**Exercise input:**
========

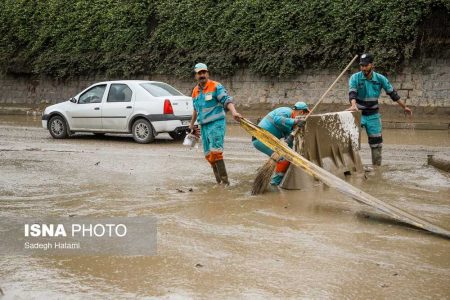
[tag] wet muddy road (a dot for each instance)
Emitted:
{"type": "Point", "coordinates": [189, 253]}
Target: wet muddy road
{"type": "Point", "coordinates": [217, 242]}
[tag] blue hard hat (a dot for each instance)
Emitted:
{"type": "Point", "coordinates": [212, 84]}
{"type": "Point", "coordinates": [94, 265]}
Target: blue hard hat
{"type": "Point", "coordinates": [300, 106]}
{"type": "Point", "coordinates": [200, 67]}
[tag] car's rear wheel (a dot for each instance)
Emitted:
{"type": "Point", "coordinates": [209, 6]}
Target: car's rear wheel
{"type": "Point", "coordinates": [177, 135]}
{"type": "Point", "coordinates": [57, 127]}
{"type": "Point", "coordinates": [143, 131]}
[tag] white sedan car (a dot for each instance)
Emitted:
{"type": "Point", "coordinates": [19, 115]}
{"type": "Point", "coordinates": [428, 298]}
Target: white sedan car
{"type": "Point", "coordinates": [143, 108]}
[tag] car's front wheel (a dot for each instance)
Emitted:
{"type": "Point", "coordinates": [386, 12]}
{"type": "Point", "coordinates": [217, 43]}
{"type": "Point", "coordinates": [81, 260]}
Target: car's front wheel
{"type": "Point", "coordinates": [57, 127]}
{"type": "Point", "coordinates": [177, 135]}
{"type": "Point", "coordinates": [143, 131]}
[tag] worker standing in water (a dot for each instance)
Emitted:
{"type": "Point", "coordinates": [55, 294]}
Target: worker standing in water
{"type": "Point", "coordinates": [280, 123]}
{"type": "Point", "coordinates": [364, 91]}
{"type": "Point", "coordinates": [211, 102]}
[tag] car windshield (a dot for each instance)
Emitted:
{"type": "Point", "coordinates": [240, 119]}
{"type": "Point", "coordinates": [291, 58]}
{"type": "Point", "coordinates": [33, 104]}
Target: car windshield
{"type": "Point", "coordinates": [159, 89]}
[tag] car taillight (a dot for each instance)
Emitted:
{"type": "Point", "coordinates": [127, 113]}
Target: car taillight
{"type": "Point", "coordinates": [168, 109]}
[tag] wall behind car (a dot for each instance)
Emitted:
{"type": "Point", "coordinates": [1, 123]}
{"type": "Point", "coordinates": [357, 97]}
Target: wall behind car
{"type": "Point", "coordinates": [427, 86]}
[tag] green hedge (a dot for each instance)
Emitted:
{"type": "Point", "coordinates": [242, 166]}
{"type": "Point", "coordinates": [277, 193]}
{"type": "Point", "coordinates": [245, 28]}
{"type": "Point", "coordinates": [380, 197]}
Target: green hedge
{"type": "Point", "coordinates": [277, 38]}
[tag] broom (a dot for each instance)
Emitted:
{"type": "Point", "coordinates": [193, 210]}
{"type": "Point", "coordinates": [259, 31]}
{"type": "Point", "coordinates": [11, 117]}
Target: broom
{"type": "Point", "coordinates": [265, 172]}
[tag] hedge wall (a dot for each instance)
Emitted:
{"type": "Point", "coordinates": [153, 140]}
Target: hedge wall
{"type": "Point", "coordinates": [277, 38]}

========

**Directive:** Could you update the material above by putting "Predicted" wherever "Emitted" appears and leaving everything else unchanged, without including the pictures?

**Result:**
[tag] wet muddy road (a dot for each instance)
Predicted:
{"type": "Point", "coordinates": [189, 253]}
Target: wet muddy road
{"type": "Point", "coordinates": [217, 242]}
[tag] blue hard hat (a dot for each instance)
Predicted:
{"type": "Point", "coordinates": [212, 84]}
{"type": "Point", "coordinates": [94, 265]}
Target: blue hard hat
{"type": "Point", "coordinates": [300, 106]}
{"type": "Point", "coordinates": [200, 67]}
[tag] car's rear wheel (a dot for each instance)
Predicted:
{"type": "Point", "coordinates": [209, 6]}
Target: car's rear wheel
{"type": "Point", "coordinates": [177, 135]}
{"type": "Point", "coordinates": [57, 127]}
{"type": "Point", "coordinates": [143, 131]}
[tag] white sedan car (a dot for each instance)
Predicted:
{"type": "Point", "coordinates": [19, 115]}
{"type": "Point", "coordinates": [428, 298]}
Target: white sedan car
{"type": "Point", "coordinates": [143, 108]}
[tag] car's front wheel (a dot for each instance)
Predicted:
{"type": "Point", "coordinates": [386, 12]}
{"type": "Point", "coordinates": [217, 43]}
{"type": "Point", "coordinates": [81, 260]}
Target: car's front wheel
{"type": "Point", "coordinates": [57, 127]}
{"type": "Point", "coordinates": [177, 135]}
{"type": "Point", "coordinates": [143, 131]}
[tag] worker standing in water (a dot for each instance)
Predicted:
{"type": "Point", "coordinates": [55, 294]}
Target: worker standing in water
{"type": "Point", "coordinates": [280, 123]}
{"type": "Point", "coordinates": [364, 91]}
{"type": "Point", "coordinates": [211, 102]}
[tag] car windshield (a dot for each instance)
Predicted:
{"type": "Point", "coordinates": [240, 119]}
{"type": "Point", "coordinates": [291, 58]}
{"type": "Point", "coordinates": [33, 104]}
Target: car windshield
{"type": "Point", "coordinates": [159, 89]}
[tag] car taillight (a dot for each instance)
Predicted:
{"type": "Point", "coordinates": [127, 113]}
Target: car taillight
{"type": "Point", "coordinates": [168, 109]}
[tag] wall behind car (a dot for each instance)
Predicted:
{"type": "Point", "coordinates": [1, 123]}
{"type": "Point", "coordinates": [357, 97]}
Target: wall behind car
{"type": "Point", "coordinates": [427, 86]}
[tag] green hedge (a dot for each instance)
Predicted:
{"type": "Point", "coordinates": [242, 166]}
{"type": "Point", "coordinates": [277, 193]}
{"type": "Point", "coordinates": [245, 28]}
{"type": "Point", "coordinates": [380, 197]}
Target: green hedge
{"type": "Point", "coordinates": [277, 38]}
[tag] broom (a dot for each instance)
Predicted:
{"type": "Point", "coordinates": [193, 210]}
{"type": "Point", "coordinates": [259, 31]}
{"type": "Point", "coordinates": [11, 117]}
Target: broom
{"type": "Point", "coordinates": [265, 172]}
[tag] hedge wall (a dot for each instance)
Predicted:
{"type": "Point", "coordinates": [153, 140]}
Target: hedge wall
{"type": "Point", "coordinates": [277, 38]}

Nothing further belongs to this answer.